Les grands-mamans tendresse ne donnent pas le biberon. Elles ne changent pas les couches. Elles n'ont qu'un rôle, et non le moindre: bercer. Bercer des bébés dont les parents ne peuvent être à l'hôpital pour toutes sortes de raisons. Parfois, ils ont d'autres enfants à la maison qu'ils ne peuvent faire garder. Parfois, lorsqu'il s'agit de jumeaux ou de triplés, un bébé peut obtenir son congé de l'hôpital et l'autre non. Parfois, la maman a simplement besoin d'un peu de temps pour tirer son lait ou aller prendre une bouchée.

Les bébés que bercent les bénévoles sont le plus souvent nés prématurément. «Parfois, les gens pensent que c'est comme travailler dans un CPE. Mais ce n'est pas ça!» tient à préciser Dominique Paré. Les nouveau-nés ne sont pas des poupées joufflues. Ils sont souvent branchés à des appareils. Certains ont une sonde gastrique et un masque à oxygène.

Ce n'est pas le cas de la petite Rosalie, qui était dans une forme resplendissante hier matin. «Allô cocotte! Regardez comme elle est bien éveillée!»

Rosalie ouvre les yeux. Denise pose son index au creux de sa menotte. «Prends le doigt de mémé.» Le bébé serre très fort l'index, comme si sa vie en dépendait. «Ça me surprend qu'ils soient si résistants!» dit Denise. Si petits et si forts.

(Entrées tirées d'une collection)

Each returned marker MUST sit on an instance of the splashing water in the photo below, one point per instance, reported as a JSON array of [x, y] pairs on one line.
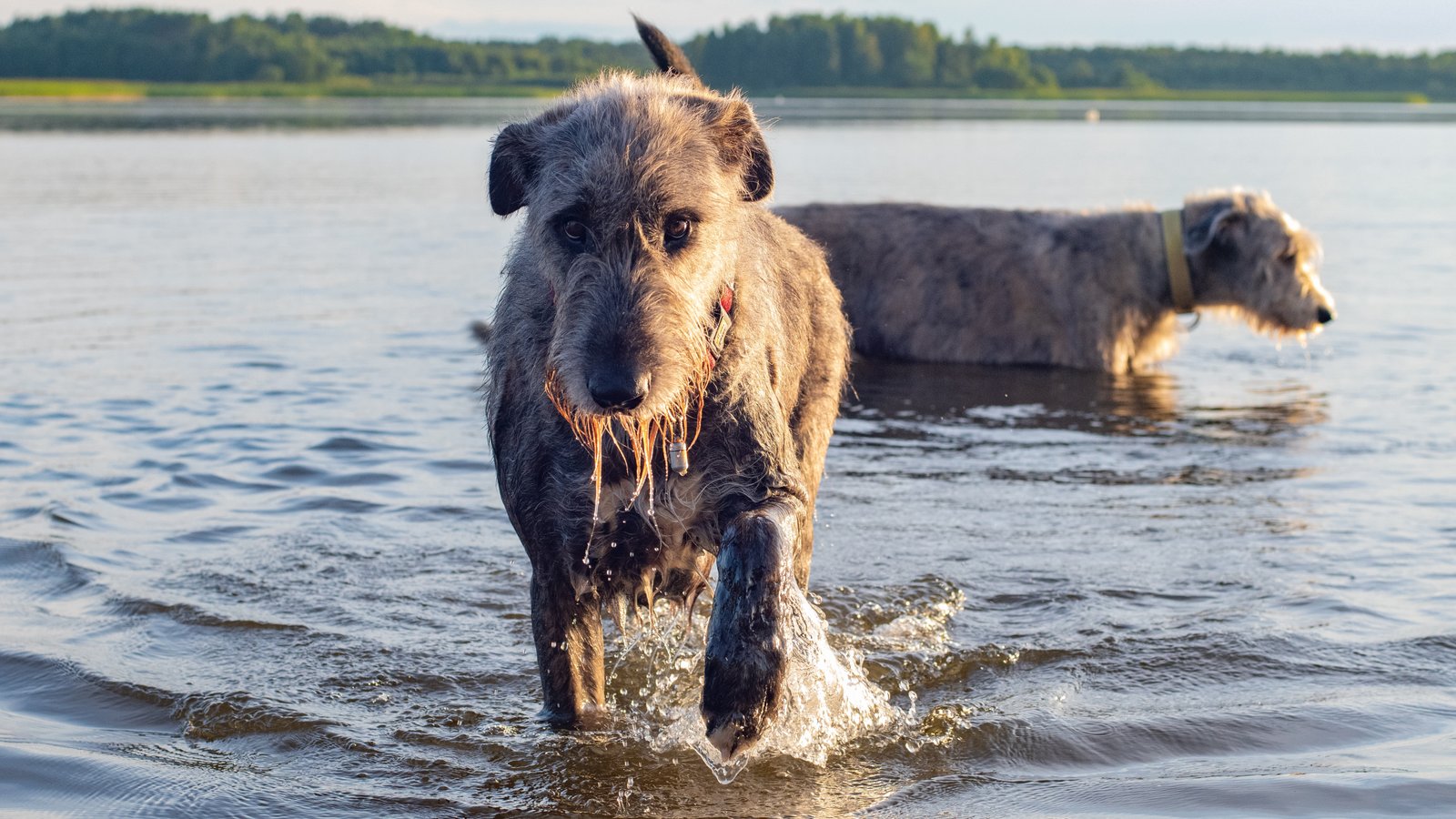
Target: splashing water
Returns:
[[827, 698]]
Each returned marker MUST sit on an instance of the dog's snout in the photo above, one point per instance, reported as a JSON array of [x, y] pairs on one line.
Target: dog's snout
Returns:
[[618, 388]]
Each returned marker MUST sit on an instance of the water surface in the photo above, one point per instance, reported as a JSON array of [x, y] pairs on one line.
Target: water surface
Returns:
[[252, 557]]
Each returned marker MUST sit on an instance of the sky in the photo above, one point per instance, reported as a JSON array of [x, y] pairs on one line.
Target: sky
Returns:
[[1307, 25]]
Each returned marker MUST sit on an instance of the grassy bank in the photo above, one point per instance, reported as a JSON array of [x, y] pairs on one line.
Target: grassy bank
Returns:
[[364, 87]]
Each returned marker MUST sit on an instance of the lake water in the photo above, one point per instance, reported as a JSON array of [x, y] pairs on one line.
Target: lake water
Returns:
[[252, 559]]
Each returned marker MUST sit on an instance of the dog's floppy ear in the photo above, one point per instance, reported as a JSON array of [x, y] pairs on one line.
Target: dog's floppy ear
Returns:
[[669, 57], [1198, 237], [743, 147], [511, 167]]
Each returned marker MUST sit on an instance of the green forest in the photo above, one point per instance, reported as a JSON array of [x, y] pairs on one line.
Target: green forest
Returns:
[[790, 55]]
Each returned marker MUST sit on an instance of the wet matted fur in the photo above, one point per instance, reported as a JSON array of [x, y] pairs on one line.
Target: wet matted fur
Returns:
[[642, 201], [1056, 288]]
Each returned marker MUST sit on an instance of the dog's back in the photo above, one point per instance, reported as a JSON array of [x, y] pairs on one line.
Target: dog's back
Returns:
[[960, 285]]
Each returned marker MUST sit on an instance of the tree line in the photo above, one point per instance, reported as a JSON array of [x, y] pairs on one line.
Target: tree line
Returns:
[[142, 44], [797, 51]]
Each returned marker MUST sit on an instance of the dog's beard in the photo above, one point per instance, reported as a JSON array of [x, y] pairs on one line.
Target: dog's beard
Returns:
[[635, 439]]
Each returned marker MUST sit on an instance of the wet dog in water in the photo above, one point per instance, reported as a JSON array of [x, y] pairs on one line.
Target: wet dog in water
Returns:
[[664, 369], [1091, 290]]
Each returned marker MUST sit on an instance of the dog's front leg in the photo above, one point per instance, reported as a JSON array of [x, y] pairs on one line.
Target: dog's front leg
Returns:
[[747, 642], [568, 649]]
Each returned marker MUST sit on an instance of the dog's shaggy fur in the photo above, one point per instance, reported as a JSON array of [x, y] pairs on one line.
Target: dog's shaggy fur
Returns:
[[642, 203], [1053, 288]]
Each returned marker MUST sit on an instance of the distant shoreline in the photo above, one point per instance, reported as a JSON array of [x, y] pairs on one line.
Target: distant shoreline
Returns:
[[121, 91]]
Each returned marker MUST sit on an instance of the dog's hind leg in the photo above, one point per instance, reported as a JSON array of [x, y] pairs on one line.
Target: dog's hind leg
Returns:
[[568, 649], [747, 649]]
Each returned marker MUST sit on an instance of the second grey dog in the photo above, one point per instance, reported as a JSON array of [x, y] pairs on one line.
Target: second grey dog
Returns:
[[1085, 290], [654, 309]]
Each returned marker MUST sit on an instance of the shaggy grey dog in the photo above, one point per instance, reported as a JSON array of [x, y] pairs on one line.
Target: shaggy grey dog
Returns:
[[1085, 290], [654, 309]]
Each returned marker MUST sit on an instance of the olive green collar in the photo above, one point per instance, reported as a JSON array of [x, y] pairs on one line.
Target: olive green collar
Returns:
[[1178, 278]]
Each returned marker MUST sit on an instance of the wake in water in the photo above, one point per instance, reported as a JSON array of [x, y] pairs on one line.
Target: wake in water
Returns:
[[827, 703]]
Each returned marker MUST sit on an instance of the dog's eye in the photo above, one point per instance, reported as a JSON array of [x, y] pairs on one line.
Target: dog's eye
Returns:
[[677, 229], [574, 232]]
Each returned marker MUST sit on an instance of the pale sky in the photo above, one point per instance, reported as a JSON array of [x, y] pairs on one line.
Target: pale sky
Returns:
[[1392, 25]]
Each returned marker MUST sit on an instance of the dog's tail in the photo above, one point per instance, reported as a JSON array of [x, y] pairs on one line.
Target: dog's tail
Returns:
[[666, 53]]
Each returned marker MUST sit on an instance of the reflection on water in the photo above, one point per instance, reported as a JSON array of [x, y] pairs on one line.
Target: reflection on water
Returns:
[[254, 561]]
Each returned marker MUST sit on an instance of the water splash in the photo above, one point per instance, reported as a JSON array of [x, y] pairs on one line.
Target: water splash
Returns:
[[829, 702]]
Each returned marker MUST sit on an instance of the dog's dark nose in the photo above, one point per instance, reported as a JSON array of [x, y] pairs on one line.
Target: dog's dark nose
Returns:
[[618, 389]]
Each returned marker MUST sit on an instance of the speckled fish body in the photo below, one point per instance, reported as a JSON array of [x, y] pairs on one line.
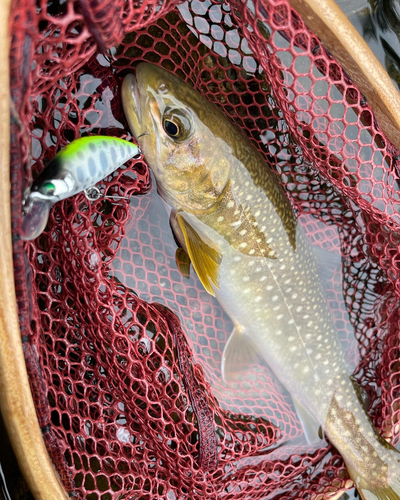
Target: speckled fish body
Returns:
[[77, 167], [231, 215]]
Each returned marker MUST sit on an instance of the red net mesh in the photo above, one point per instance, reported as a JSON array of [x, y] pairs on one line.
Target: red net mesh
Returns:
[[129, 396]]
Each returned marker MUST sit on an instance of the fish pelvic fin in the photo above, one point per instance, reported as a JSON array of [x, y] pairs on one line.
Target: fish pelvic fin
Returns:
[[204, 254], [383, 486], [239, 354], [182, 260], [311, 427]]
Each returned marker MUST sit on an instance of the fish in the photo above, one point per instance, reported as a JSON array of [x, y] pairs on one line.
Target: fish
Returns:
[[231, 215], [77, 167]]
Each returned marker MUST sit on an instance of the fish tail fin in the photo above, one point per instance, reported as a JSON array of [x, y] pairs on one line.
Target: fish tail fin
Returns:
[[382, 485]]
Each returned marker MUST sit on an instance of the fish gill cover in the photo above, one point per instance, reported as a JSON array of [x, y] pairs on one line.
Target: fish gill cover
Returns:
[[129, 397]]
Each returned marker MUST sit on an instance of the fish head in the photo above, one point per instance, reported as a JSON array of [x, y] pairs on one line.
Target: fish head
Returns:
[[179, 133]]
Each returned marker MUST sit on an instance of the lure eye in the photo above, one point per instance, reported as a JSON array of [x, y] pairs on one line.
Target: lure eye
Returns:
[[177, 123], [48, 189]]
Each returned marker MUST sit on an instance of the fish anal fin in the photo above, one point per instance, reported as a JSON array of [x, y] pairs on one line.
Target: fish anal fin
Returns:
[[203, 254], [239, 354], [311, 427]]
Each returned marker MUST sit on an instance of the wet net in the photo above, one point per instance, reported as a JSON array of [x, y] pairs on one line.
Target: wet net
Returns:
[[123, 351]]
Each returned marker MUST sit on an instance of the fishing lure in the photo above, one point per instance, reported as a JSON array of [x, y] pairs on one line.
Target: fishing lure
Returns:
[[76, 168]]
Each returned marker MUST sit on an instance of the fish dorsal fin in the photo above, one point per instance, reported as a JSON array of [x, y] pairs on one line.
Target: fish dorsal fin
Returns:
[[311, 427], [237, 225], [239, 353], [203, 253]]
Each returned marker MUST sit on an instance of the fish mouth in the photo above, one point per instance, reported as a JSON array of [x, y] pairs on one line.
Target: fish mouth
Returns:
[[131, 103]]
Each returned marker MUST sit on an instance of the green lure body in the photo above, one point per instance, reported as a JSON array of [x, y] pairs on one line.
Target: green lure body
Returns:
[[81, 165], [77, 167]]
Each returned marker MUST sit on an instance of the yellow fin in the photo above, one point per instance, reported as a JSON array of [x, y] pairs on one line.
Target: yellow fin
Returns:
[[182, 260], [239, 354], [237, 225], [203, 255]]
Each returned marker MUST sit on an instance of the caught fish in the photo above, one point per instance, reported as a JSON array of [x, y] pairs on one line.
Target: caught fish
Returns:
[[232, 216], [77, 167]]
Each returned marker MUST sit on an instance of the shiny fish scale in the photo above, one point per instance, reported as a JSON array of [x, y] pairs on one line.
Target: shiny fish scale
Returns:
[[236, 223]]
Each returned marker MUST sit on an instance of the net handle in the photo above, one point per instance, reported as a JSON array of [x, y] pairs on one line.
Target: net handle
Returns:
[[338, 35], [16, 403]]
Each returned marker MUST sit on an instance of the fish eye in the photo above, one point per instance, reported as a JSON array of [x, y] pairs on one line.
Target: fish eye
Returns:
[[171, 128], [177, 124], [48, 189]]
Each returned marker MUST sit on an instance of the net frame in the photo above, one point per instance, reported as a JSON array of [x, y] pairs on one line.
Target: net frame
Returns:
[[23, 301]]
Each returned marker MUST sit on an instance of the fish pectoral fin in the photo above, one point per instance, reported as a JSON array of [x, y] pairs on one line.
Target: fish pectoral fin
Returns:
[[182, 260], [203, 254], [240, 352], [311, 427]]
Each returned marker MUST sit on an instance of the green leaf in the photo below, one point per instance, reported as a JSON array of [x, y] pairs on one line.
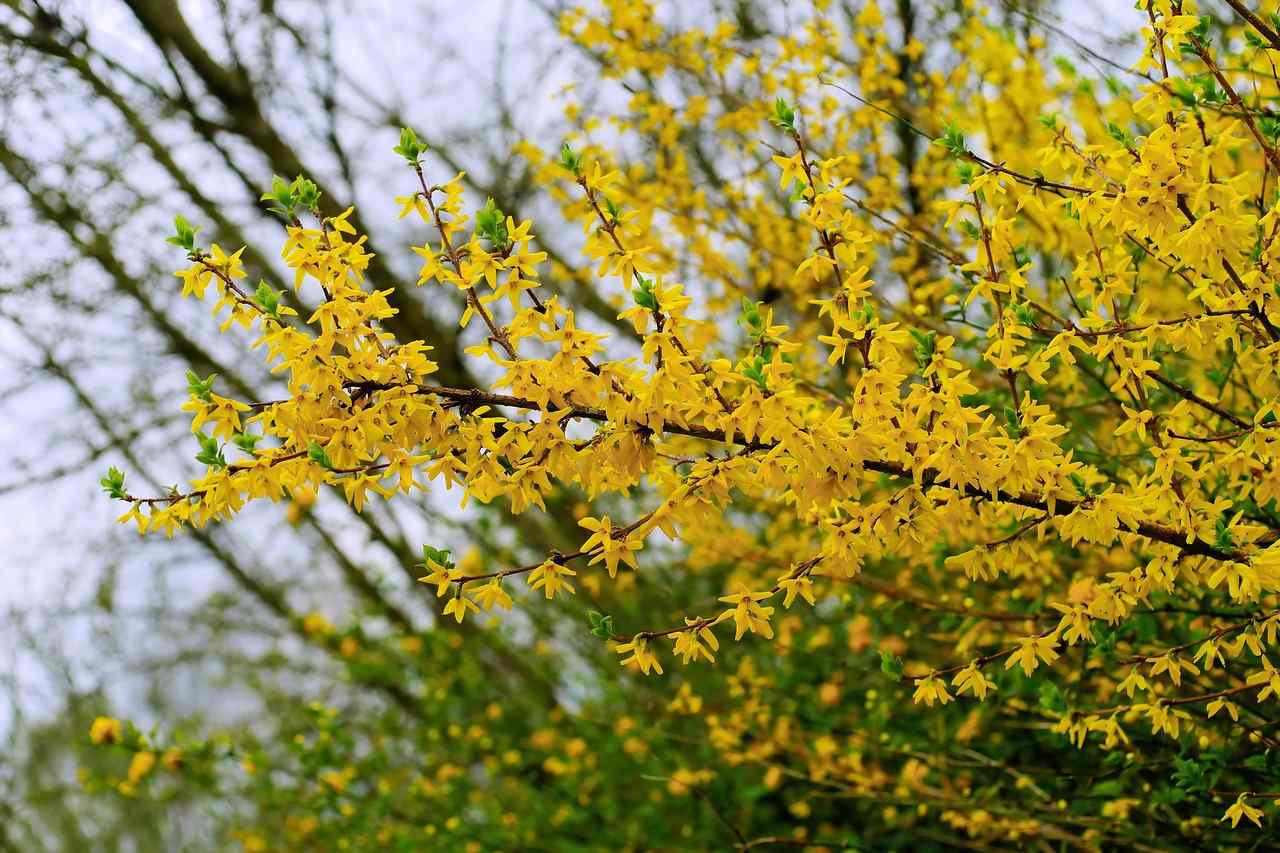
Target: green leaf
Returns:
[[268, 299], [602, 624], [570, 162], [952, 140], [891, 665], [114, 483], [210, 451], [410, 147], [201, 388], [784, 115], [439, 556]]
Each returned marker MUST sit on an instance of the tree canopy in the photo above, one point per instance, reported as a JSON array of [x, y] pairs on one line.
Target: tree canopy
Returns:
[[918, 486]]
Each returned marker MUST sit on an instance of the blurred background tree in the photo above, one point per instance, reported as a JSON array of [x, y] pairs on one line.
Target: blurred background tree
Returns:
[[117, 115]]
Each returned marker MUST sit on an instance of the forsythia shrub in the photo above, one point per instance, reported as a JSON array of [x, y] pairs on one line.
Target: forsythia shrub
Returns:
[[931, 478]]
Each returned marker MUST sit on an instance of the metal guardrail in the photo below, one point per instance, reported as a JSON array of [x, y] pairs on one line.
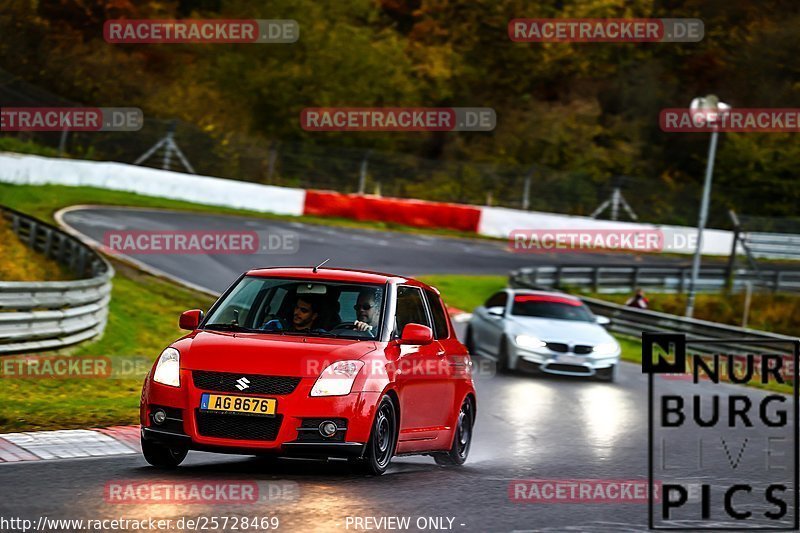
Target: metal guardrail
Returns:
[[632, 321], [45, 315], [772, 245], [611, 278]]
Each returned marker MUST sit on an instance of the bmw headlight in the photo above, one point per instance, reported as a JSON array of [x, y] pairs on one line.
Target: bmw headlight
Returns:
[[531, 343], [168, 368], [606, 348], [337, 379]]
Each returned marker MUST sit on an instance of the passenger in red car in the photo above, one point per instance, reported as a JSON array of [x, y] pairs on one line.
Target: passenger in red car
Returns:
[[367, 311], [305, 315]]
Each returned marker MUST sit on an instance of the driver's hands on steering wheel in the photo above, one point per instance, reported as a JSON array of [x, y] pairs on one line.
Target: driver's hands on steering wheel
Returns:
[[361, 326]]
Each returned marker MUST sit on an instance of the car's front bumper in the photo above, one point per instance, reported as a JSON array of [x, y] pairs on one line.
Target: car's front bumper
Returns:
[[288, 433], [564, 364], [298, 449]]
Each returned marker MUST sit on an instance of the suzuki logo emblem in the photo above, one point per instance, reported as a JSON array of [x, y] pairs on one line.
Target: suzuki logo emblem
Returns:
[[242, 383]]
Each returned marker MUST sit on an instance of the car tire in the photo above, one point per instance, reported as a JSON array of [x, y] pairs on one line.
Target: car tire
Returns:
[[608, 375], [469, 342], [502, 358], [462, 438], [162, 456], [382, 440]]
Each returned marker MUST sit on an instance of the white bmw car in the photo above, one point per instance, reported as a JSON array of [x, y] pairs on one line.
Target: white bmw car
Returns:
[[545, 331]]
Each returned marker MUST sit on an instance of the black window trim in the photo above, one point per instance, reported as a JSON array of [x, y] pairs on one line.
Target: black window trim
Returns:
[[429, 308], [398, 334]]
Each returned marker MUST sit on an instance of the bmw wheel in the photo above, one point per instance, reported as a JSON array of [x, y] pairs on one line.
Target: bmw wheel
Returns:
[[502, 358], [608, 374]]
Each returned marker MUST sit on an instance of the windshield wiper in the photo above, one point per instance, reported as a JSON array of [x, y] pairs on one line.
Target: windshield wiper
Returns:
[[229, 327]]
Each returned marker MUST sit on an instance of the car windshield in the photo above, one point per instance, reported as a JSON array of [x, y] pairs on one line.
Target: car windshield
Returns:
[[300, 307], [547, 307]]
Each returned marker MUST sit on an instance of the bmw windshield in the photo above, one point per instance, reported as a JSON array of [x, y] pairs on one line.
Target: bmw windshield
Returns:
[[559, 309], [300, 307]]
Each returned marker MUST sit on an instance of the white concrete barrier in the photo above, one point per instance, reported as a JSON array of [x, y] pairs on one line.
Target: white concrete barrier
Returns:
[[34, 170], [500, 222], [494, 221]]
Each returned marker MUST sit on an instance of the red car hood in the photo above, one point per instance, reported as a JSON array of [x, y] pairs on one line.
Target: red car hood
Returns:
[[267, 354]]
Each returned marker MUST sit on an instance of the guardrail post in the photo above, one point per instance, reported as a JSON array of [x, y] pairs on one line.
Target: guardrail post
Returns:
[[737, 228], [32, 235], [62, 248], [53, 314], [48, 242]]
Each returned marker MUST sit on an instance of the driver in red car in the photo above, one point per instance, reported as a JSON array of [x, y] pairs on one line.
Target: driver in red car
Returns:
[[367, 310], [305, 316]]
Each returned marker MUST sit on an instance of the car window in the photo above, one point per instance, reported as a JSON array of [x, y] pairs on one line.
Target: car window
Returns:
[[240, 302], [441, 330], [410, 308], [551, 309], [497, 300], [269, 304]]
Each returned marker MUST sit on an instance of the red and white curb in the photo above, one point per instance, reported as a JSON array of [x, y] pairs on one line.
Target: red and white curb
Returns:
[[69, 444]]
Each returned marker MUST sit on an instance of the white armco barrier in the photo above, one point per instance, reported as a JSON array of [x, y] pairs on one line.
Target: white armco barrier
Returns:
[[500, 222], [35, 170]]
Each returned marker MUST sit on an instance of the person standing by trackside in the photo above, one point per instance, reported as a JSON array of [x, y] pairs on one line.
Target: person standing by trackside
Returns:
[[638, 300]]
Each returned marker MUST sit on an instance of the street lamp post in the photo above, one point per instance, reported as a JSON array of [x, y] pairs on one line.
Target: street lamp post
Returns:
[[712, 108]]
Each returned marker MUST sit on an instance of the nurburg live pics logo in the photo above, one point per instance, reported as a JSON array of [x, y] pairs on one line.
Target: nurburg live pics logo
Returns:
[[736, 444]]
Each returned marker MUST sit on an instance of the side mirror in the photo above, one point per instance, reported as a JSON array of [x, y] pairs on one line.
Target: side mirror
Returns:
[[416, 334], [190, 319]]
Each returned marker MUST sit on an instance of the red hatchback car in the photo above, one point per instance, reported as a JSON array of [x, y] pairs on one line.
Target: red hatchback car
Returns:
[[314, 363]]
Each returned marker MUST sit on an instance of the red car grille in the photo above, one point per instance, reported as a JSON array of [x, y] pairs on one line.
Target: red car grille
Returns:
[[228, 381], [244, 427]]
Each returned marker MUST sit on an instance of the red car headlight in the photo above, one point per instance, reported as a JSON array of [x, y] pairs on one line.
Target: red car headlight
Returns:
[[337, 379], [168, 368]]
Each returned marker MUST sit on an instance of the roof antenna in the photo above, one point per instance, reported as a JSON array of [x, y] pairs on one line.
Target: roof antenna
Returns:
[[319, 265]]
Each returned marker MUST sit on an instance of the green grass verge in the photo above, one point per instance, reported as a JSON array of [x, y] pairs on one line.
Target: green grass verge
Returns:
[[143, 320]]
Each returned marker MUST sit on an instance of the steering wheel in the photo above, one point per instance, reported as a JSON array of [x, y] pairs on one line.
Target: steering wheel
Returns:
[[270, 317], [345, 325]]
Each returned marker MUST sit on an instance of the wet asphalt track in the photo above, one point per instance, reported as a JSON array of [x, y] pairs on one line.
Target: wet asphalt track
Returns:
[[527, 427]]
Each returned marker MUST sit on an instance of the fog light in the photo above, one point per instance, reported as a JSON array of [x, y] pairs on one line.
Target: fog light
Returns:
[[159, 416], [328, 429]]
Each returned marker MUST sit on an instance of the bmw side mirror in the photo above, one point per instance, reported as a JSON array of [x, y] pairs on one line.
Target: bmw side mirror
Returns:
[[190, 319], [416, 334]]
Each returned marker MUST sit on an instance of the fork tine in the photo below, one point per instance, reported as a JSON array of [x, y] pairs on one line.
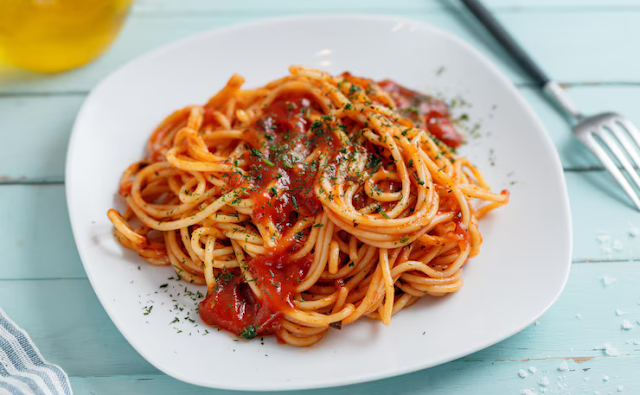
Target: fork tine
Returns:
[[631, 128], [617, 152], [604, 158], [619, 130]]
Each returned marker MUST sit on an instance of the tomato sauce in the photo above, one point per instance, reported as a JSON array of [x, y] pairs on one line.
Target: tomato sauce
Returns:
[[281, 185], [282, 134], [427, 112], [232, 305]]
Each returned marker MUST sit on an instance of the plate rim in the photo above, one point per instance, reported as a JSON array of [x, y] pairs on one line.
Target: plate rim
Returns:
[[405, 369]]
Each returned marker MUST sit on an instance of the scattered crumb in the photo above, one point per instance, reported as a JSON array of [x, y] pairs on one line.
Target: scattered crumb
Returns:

## Mise en pratique
• A. D'après l'extrait, quel est l'unique rôle des grands-mamans tendresse?
• B. Recopiez l'extrait à partir de «Les bébés que» jusqu'à «masque à oxygène.» inclusivement.
Ces entrées n'ont aucun lien avec l'extrait.

## Réponses aux exercices
• A. Bercer des bébés dont les parents ne peuvent être à l'hôpital.

• B.
Les bébés que bercent les bénévoles sont le plus souvent nés prématurément. «Parfois, les gens pensent que c'est comme travailler dans un CPE. Mais ce n'est pas ça!» tient à préciser Dominique Paré. Les nouveau-nés ne sont pas des poupées joufflues. Ils sont souvent branchés à des appareils. Certains ont une sonde gastrique et un masque à oxygène.